Text under study below:
As part of the UCL Festival of Culture, Dr Gustav Milne – Honorary senior lecturer in the UCL Institute of Archaeology – gave a talk on Tuesday 24th May, entitled ‘Urban well-being: How to live paleolithically-correct lives in a 21st Century City’.
The idea that we as humans are not necessarily designed for the urban environments that many of us now dwell in is not necessarily a new one, but the extent to which this affects our health and life expectancy is more strikingly marked than might be expected.
Gustav began by outlining how our biology evolved thousands of years ago to support the hunter-gatherer lifestyle, and explained that while the environments we live in have changed, our basic physiology hasn’t. We were told that our biological legacy dates back 6 million years – our physiology and lung system have not really developed since then.
End of Text under study.
Data extracts below:
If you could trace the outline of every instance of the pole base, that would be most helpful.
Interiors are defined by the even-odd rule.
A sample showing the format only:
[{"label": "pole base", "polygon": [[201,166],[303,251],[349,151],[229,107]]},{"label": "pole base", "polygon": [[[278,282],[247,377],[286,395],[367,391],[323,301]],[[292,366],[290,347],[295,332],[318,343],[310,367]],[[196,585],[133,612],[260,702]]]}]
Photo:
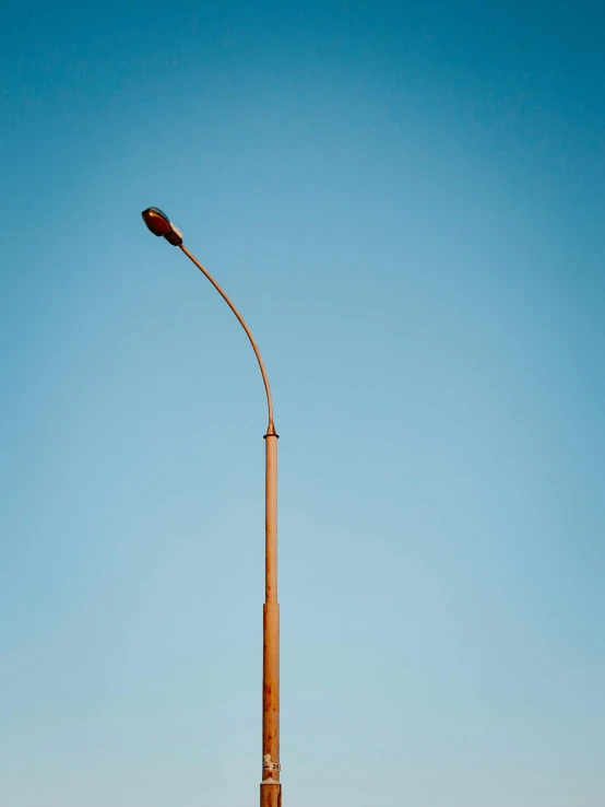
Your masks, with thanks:
[{"label": "pole base", "polygon": [[282,807],[282,783],[261,784],[261,807]]}]

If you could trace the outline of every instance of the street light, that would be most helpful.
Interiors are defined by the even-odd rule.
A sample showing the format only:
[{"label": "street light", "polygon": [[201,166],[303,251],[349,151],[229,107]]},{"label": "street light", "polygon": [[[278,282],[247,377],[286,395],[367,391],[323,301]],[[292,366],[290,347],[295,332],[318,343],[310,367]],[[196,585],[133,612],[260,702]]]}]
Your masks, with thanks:
[{"label": "street light", "polygon": [[264,522],[264,605],[262,644],[262,780],[261,807],[281,807],[282,785],[280,782],[280,605],[277,603],[277,434],[273,423],[273,401],[269,378],[260,351],[241,315],[223,289],[204,267],[182,244],[182,233],[159,208],[143,210],[143,221],[147,229],[162,236],[173,246],[178,246],[187,257],[205,274],[218,294],[236,315],[246,331],[262,373],[269,424],[265,441],[265,522]]}]

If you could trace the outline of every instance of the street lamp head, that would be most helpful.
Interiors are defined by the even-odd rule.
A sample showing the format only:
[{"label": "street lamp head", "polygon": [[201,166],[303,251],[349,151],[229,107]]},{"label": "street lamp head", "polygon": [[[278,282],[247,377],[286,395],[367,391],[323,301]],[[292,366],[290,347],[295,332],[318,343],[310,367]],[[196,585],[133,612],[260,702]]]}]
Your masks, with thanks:
[{"label": "street lamp head", "polygon": [[168,219],[166,213],[163,213],[159,208],[147,208],[141,213],[143,221],[150,232],[158,237],[163,235],[168,244],[173,246],[180,246],[182,244],[182,233],[178,230],[173,222]]}]

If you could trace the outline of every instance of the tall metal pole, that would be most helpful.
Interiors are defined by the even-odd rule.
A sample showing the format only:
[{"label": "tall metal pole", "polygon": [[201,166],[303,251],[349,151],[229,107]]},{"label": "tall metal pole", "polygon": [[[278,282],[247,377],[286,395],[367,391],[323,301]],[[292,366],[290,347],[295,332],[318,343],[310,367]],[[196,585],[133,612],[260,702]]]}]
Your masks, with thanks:
[{"label": "tall metal pole", "polygon": [[281,807],[280,604],[277,603],[277,435],[265,437],[265,572],[262,643],[261,807]]},{"label": "tall metal pole", "polygon": [[273,400],[266,371],[242,316],[200,261],[182,243],[176,243],[198,269],[210,280],[229,308],[236,315],[254,350],[262,373],[269,424],[264,435],[264,605],[262,621],[262,780],[260,807],[281,807],[282,784],[280,782],[280,604],[277,603],[277,434],[273,423]]}]

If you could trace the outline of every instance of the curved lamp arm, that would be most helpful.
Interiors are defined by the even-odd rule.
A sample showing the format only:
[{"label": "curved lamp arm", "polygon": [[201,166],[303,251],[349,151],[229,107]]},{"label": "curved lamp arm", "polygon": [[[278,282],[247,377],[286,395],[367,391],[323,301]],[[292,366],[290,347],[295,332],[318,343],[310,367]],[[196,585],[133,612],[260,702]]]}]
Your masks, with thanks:
[{"label": "curved lamp arm", "polygon": [[273,423],[273,400],[271,398],[271,387],[269,386],[269,378],[266,377],[266,371],[264,369],[264,364],[263,364],[263,361],[262,361],[261,352],[260,352],[260,350],[258,348],[258,344],[254,341],[254,337],[252,336],[252,334],[250,331],[250,328],[246,325],[246,323],[245,323],[244,317],[241,316],[241,314],[238,312],[238,309],[235,307],[235,305],[232,303],[232,301],[225,294],[225,292],[223,291],[223,289],[221,289],[221,286],[214,280],[214,278],[207,271],[207,269],[204,269],[204,267],[200,264],[200,261],[193,255],[191,255],[191,253],[189,252],[189,249],[186,246],[183,246],[182,244],[176,244],[175,246],[178,246],[179,249],[181,252],[183,252],[187,255],[187,257],[191,261],[193,261],[193,264],[195,264],[195,266],[198,267],[198,269],[203,274],[205,274],[205,277],[210,280],[210,282],[212,283],[212,285],[216,289],[216,291],[218,292],[218,294],[221,294],[221,296],[223,297],[223,300],[225,301],[225,303],[227,303],[227,305],[229,306],[229,308],[236,315],[239,324],[241,325],[241,327],[246,331],[246,336],[250,340],[250,344],[252,346],[252,350],[254,351],[254,355],[257,356],[257,361],[259,363],[259,367],[261,369],[262,381],[264,383],[264,391],[266,393],[266,406],[268,406],[268,409],[269,409],[269,425],[266,426],[266,433],[268,434],[275,434],[275,425]]}]

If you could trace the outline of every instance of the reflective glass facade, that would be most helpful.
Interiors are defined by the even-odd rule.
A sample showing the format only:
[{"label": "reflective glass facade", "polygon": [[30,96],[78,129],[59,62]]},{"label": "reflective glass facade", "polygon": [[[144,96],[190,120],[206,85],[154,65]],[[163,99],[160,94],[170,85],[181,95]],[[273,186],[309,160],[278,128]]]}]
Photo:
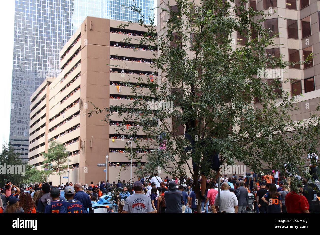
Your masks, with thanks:
[{"label": "reflective glass facade", "polygon": [[15,0],[10,141],[28,160],[30,97],[46,76],[56,77],[59,52],[88,16],[148,22],[153,0]]}]

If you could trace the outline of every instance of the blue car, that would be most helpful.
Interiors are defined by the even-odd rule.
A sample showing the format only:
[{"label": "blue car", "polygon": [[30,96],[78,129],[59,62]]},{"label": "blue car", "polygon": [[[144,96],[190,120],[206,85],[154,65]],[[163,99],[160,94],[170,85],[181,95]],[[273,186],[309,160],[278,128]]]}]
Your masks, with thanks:
[{"label": "blue car", "polygon": [[[103,195],[100,197],[97,202],[92,202],[93,213],[108,213],[111,210],[115,210],[115,209],[117,204],[113,203],[113,201],[111,202],[111,198],[108,195]],[[88,211],[89,212],[89,208]]]}]

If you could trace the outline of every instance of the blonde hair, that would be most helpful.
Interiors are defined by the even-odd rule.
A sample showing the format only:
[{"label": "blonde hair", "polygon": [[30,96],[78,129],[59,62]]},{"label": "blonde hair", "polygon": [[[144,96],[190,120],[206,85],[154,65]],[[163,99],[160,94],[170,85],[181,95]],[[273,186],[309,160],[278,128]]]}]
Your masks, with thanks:
[{"label": "blonde hair", "polygon": [[35,192],[35,194],[33,194],[33,201],[36,206],[38,205],[38,202],[43,195],[43,193],[40,190],[37,190]]},{"label": "blonde hair", "polygon": [[20,208],[19,206],[19,201],[13,204],[9,203],[5,208],[5,212],[7,213],[16,213]]},{"label": "blonde hair", "polygon": [[4,207],[3,206],[3,202],[2,201],[2,199],[0,197],[0,208],[2,208],[3,210],[4,208]]}]

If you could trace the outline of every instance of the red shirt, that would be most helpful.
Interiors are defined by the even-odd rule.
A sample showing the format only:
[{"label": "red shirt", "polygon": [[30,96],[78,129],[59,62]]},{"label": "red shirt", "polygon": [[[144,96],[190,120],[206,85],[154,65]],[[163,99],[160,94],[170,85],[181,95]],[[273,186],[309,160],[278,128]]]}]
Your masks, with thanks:
[{"label": "red shirt", "polygon": [[216,199],[216,195],[218,193],[218,191],[214,189],[211,189],[208,191],[207,197],[209,199],[209,203],[210,205],[214,204],[214,200]]},{"label": "red shirt", "polygon": [[309,209],[309,203],[306,197],[291,192],[285,195],[285,207],[288,213],[302,213]]}]

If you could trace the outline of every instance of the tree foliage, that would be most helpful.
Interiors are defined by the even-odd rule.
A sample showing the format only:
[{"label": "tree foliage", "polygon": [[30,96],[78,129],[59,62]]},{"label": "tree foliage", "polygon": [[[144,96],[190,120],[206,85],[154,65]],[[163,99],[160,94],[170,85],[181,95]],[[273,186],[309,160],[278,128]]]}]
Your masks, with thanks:
[{"label": "tree foliage", "polygon": [[50,144],[48,153],[43,153],[44,160],[43,167],[48,172],[53,172],[57,169],[61,184],[61,171],[68,166],[65,165],[68,159],[68,152],[66,147],[58,141],[52,140]]},{"label": "tree foliage", "polygon": [[[90,116],[107,112],[104,121],[109,122],[111,114],[117,112],[124,122],[133,121],[142,126],[118,126],[119,133],[126,131],[133,137],[136,147],[128,148],[128,154],[135,161],[142,157],[137,149],[165,145],[148,154],[153,164],[172,176],[192,176],[196,190],[202,174],[212,181],[216,179],[219,168],[212,170],[211,159],[216,153],[222,164],[237,161],[256,172],[278,169],[288,177],[298,169],[304,171],[302,156],[315,152],[318,146],[319,107],[307,121],[294,121],[290,113],[298,108],[297,97],[284,90],[281,81],[269,84],[257,76],[259,70],[284,69],[290,63],[282,55],[266,53],[268,46],[279,47],[273,40],[277,35],[264,27],[268,13],[246,9],[241,4],[247,1],[240,0],[233,7],[234,0],[202,1],[199,5],[176,0],[177,11],[168,4],[158,7],[170,16],[158,35],[154,19],[149,19],[151,25],[143,19],[138,21],[148,30],[139,39],[140,44],[158,49],[150,65],[155,74],[159,72],[157,83],[150,80],[146,84],[140,77],[139,84],[149,89],[132,88],[132,97],[143,99],[109,108],[94,106],[88,113]],[[131,9],[141,13],[139,8]],[[236,48],[232,35],[237,31],[245,43]],[[148,101],[152,100],[172,101],[173,109],[150,108]],[[179,128],[187,134],[177,134]],[[141,142],[136,138],[141,129],[153,140]]]}]

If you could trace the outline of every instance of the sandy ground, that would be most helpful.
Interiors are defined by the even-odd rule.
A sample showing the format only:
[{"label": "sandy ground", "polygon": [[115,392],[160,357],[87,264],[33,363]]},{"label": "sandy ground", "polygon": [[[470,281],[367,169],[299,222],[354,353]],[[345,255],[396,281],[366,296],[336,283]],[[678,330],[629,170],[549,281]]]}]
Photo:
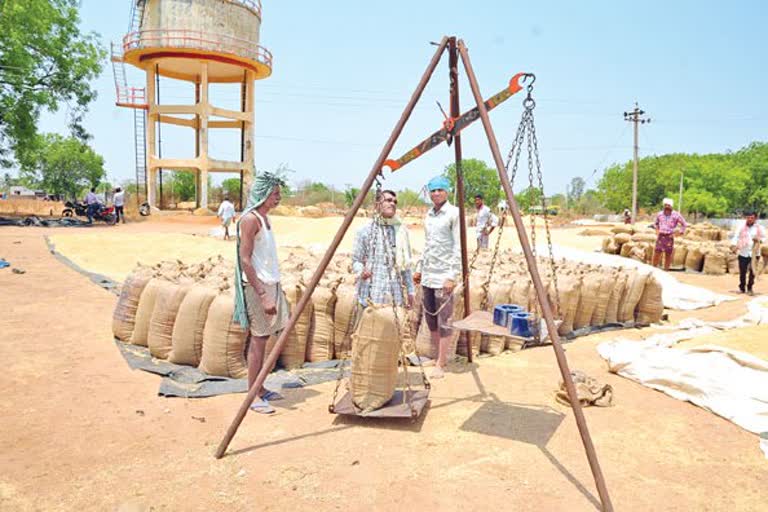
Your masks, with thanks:
[{"label": "sandy ground", "polygon": [[[275,218],[283,245],[327,243],[339,222]],[[215,460],[243,396],[158,397],[158,378],[132,372],[111,341],[116,297],[59,263],[43,239],[120,278],[137,260],[231,254],[234,244],[204,236],[212,227],[166,218],[87,231],[0,229],[0,256],[26,270],[0,270],[0,510],[598,508],[573,415],[554,400],[559,373],[547,347],[454,367],[416,423],[331,416],[332,383],[287,392],[277,414],[249,414]],[[599,245],[580,229],[558,230],[556,242]],[[735,288],[732,276],[680,278]],[[744,312],[742,298],[670,316]],[[614,387],[614,407],[585,414],[616,510],[764,510],[768,462],[757,437],[609,374],[595,346],[615,336],[566,349],[572,368]]]}]

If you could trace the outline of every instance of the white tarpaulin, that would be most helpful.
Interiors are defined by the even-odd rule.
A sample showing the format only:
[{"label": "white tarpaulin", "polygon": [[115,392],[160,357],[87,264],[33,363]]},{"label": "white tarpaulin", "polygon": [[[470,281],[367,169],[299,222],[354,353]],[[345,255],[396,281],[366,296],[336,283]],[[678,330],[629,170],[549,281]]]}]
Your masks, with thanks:
[{"label": "white tarpaulin", "polygon": [[[683,284],[675,279],[669,272],[646,265],[637,260],[623,258],[615,254],[604,252],[587,252],[570,247],[554,246],[555,258],[565,258],[570,261],[604,265],[609,267],[636,268],[652,273],[661,283],[661,299],[665,308],[678,310],[692,310],[716,306],[727,300],[736,300],[728,295],[714,293],[698,286]],[[537,246],[539,254],[547,254],[546,246]]]},{"label": "white tarpaulin", "polygon": [[672,347],[715,330],[768,323],[767,298],[749,304],[749,313],[731,322],[688,319],[669,333],[643,341],[619,339],[597,351],[609,370],[678,400],[686,400],[761,434],[768,432],[768,361],[716,345]]}]

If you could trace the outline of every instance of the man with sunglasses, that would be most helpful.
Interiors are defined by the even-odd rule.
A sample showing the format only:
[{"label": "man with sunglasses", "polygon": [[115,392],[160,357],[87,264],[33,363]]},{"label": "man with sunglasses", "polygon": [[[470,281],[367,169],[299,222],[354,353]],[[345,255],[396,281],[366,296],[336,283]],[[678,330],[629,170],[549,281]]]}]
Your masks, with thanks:
[{"label": "man with sunglasses", "polygon": [[[381,192],[376,198],[376,210],[378,218],[358,230],[352,250],[358,301],[363,307],[370,300],[374,304],[405,303],[410,308],[415,293],[411,242],[408,229],[397,216],[397,194],[392,190]],[[395,272],[400,274],[399,280]],[[405,301],[400,283],[405,287]]]}]

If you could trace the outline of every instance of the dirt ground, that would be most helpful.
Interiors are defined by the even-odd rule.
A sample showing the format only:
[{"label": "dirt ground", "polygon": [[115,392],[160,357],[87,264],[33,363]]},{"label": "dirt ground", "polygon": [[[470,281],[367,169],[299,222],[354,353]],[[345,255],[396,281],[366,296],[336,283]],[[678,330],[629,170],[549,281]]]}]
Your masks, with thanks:
[{"label": "dirt ground", "polygon": [[[339,223],[275,217],[282,245],[328,243]],[[243,395],[158,397],[158,378],[131,371],[112,342],[116,297],[56,260],[43,238],[120,279],[137,260],[232,255],[233,243],[206,236],[214,227],[190,217],[0,229],[0,257],[26,270],[0,270],[0,510],[598,509],[572,412],[554,399],[548,347],[454,366],[416,423],[329,415],[333,383],[287,391],[277,414],[246,416],[228,455],[214,459]],[[558,229],[556,243],[597,247],[581,229]],[[420,247],[423,235],[413,238]],[[735,288],[733,276],[679,277]],[[740,298],[670,317],[745,311]],[[585,414],[616,510],[764,510],[768,461],[757,436],[609,374],[595,351],[650,332],[566,345],[572,368],[614,387],[614,407]]]}]

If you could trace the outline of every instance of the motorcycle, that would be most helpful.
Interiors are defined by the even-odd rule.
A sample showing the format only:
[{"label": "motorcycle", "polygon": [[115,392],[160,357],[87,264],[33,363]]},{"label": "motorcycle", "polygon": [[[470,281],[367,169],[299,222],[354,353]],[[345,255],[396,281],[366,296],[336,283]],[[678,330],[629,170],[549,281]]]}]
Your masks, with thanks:
[{"label": "motorcycle", "polygon": [[[64,217],[72,217],[74,215],[77,215],[78,217],[88,216],[88,205],[81,201],[75,201],[74,203],[72,201],[67,201],[64,203],[64,206],[66,206],[66,208],[61,212]],[[117,222],[115,207],[99,204],[99,207],[93,212],[93,220],[101,220],[110,226],[114,226]]]}]

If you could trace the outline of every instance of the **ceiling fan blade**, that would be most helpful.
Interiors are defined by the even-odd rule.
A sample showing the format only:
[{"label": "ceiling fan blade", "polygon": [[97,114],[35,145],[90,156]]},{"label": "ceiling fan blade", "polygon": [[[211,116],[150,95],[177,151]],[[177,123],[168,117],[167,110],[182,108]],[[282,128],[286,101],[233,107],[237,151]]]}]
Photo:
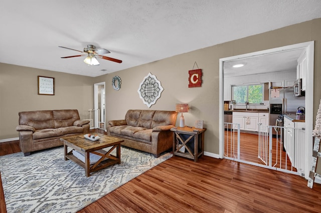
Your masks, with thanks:
[{"label": "ceiling fan blade", "polygon": [[77,54],[77,56],[66,56],[65,57],[61,57],[62,58],[69,58],[79,57],[80,56],[85,56],[85,54]]},{"label": "ceiling fan blade", "polygon": [[107,54],[108,53],[110,53],[109,50],[108,50],[106,49],[98,49],[95,51],[95,53],[97,54]]},{"label": "ceiling fan blade", "polygon": [[72,50],[78,51],[78,52],[83,52],[82,51],[78,50],[77,50],[72,49],[71,48],[65,48],[65,46],[59,46],[59,48],[66,48],[66,49],[71,50]]},{"label": "ceiling fan blade", "polygon": [[117,63],[121,63],[122,62],[122,60],[119,60],[116,58],[109,58],[106,56],[99,55],[98,56],[98,57],[99,58],[102,58],[102,59],[105,59],[106,60],[111,60],[112,62],[116,62]]}]

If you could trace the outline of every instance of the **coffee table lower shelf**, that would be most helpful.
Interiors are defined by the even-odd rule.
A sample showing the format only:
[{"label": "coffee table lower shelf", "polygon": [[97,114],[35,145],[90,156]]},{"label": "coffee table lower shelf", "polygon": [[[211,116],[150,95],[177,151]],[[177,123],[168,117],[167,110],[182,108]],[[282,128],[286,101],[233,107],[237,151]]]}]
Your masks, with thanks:
[{"label": "coffee table lower shelf", "polygon": [[[116,156],[112,156],[115,158],[116,158]],[[78,164],[78,165],[79,165],[80,166],[84,168],[85,170],[86,170],[86,164],[72,154],[72,150],[69,152],[68,152],[68,154],[66,156],[66,158],[75,162],[75,163],[76,163],[77,164]],[[67,160],[67,159],[65,159],[65,160]],[[114,164],[119,164],[119,162],[119,162],[119,160],[118,160],[108,158],[108,159],[106,159],[104,160],[102,160],[101,162],[100,162],[98,165],[95,166],[94,168],[93,168],[93,166],[95,165],[95,164],[93,164],[93,165],[90,165],[89,168],[88,168],[88,172],[89,172],[88,174],[89,174],[90,173],[93,172],[94,172],[98,171],[98,170],[100,170],[101,169],[108,167],[110,166],[113,165]],[[86,172],[86,176],[89,176],[89,175],[87,175],[87,172]]]},{"label": "coffee table lower shelf", "polygon": [[[65,160],[70,160],[85,168],[86,176],[90,176],[90,173],[105,168],[114,164],[120,164],[120,143],[124,140],[121,138],[102,134],[97,134],[100,137],[99,141],[91,141],[84,138],[84,136],[79,134],[69,137],[62,138],[60,140],[64,142],[64,156]],[[71,150],[68,152],[68,147]],[[105,154],[98,150],[109,148]],[[116,156],[111,153],[116,150]],[[69,150],[70,149],[69,148]],[[84,156],[85,162],[78,159],[73,154],[75,150]],[[100,156],[95,164],[90,164],[90,153]]]}]

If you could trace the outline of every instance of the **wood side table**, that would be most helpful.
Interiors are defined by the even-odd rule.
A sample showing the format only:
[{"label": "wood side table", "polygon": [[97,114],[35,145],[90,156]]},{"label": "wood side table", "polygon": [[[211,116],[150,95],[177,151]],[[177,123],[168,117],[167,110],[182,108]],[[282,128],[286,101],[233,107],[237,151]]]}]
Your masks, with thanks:
[{"label": "wood side table", "polygon": [[172,128],[171,130],[174,132],[173,156],[181,156],[197,162],[198,158],[204,154],[206,128],[185,126]]}]

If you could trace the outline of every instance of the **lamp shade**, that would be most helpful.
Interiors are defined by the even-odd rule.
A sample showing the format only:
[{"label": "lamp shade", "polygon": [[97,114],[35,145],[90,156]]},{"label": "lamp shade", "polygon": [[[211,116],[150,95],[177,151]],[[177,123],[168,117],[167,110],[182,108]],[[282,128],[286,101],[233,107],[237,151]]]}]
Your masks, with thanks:
[{"label": "lamp shade", "polygon": [[188,112],[189,104],[176,104],[176,112]]}]

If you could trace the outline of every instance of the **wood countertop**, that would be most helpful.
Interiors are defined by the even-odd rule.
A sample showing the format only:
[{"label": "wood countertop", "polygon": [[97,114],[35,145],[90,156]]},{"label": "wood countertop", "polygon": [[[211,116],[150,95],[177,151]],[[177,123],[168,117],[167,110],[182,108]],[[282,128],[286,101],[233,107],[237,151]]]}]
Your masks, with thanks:
[{"label": "wood countertop", "polygon": [[305,122],[305,116],[284,114],[283,116],[289,119],[292,122]]}]

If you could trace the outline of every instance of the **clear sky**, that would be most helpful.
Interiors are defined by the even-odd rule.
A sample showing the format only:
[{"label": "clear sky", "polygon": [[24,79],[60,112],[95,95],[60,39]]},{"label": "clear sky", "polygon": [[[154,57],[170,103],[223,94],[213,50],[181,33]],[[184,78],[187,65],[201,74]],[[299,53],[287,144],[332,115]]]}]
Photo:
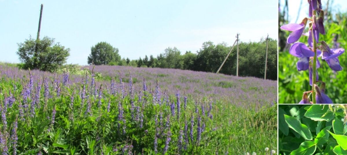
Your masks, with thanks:
[{"label": "clear sky", "polygon": [[43,1],[0,0],[0,61],[18,62],[17,43],[40,38],[69,48],[68,63],[87,64],[90,48],[105,41],[122,58],[155,56],[168,47],[195,52],[203,42],[230,45],[278,36],[277,0]]},{"label": "clear sky", "polygon": [[[299,8],[300,6],[300,1],[301,0],[289,0],[288,1],[288,12],[289,12],[288,18],[289,23],[294,23],[296,20]],[[285,4],[284,0],[280,0],[280,9],[283,9]],[[328,0],[321,0],[323,3],[322,7],[323,9],[327,8],[326,4]],[[347,12],[347,0],[329,0],[329,5],[332,6],[333,8],[334,11],[340,11],[342,12]],[[300,23],[305,17],[308,16],[308,3],[307,0],[302,0],[302,3],[301,4],[301,9],[299,12],[299,17],[297,23]]]}]

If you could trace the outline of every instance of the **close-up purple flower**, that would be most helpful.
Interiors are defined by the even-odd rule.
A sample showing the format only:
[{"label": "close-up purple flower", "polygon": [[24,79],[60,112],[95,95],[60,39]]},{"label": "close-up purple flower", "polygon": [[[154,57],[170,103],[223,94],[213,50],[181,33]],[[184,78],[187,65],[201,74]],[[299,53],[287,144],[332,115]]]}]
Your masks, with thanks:
[{"label": "close-up purple flower", "polygon": [[288,44],[294,43],[299,40],[305,30],[307,20],[307,18],[305,18],[299,24],[291,23],[281,26],[281,29],[293,32],[287,39],[287,41]]},{"label": "close-up purple flower", "polygon": [[292,45],[289,52],[292,55],[300,58],[296,63],[298,71],[308,69],[310,57],[314,56],[314,52],[304,44],[300,42],[296,43]]},{"label": "close-up purple flower", "polygon": [[340,64],[340,61],[337,57],[345,52],[345,49],[342,48],[330,49],[324,41],[322,42],[321,49],[323,52],[322,59],[327,61],[330,68],[335,71],[342,70],[342,68]]},{"label": "close-up purple flower", "polygon": [[307,92],[304,93],[303,95],[303,99],[299,102],[299,104],[310,104],[310,101],[308,101],[308,95]]},{"label": "close-up purple flower", "polygon": [[324,88],[320,89],[317,85],[315,85],[314,86],[316,92],[315,98],[317,104],[332,104],[333,103],[331,99],[325,94]]}]

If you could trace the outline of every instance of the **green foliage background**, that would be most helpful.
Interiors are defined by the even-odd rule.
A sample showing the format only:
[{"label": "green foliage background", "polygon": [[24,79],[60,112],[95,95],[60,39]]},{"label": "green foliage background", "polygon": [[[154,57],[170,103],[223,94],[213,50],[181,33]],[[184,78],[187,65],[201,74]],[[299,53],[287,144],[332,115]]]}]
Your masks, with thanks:
[{"label": "green foliage background", "polygon": [[[334,37],[337,35],[337,42],[340,44],[339,48],[347,49],[346,17],[347,14],[338,14],[334,17],[334,20],[331,20],[331,23],[325,22],[324,27],[326,34],[321,34],[320,41],[324,41],[331,48],[333,48]],[[286,32],[287,36],[289,32]],[[307,37],[303,36],[299,41],[306,43],[307,40]],[[308,71],[297,71],[296,62],[299,58],[290,55],[288,50],[286,49],[283,52],[279,52],[279,103],[297,103],[302,100],[303,92],[311,89],[309,84]],[[345,52],[338,58],[342,70],[338,72],[331,69],[326,62],[322,60],[321,58],[318,58],[321,62],[321,67],[318,69],[319,79],[325,83],[325,92],[334,103],[346,103],[347,53]]]},{"label": "green foliage background", "polygon": [[346,105],[279,105],[279,154],[346,154]]}]

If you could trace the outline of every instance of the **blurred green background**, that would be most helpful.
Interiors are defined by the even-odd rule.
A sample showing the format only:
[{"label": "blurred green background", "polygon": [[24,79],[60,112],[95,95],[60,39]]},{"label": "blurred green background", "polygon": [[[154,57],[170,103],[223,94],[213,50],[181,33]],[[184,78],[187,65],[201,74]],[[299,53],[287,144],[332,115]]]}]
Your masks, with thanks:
End of Data extracts.
* _Explore the material_:
• A. In the text about the urban well-being talk, list every phrase that gives a date, a century or a length of time, in the text's own words.
• B. Extend the account of the urban well-being talk with the next paragraph, following on from its last sentence.

* _Answers in order_:
• A.
- Tuesday 24th May
- 21st Century
- thousands of years ago
- 6 million years

• B.
Gustav mentioned the Grand Challenges project that UCL Archaeology has partnered in with Transport for London and Arsenal football club, along with several other organisations, which examined the health profiles of different social groups and populations within Greater London.
The research carried out for this project discovered a noticeable difference in life-expectancy between residents in boroughs with large areas of green space, from those who live which are densely built-up and populated. Contrary to what we often hear, the figures obtained during this research indicate that it’s not about social class or income but where you live.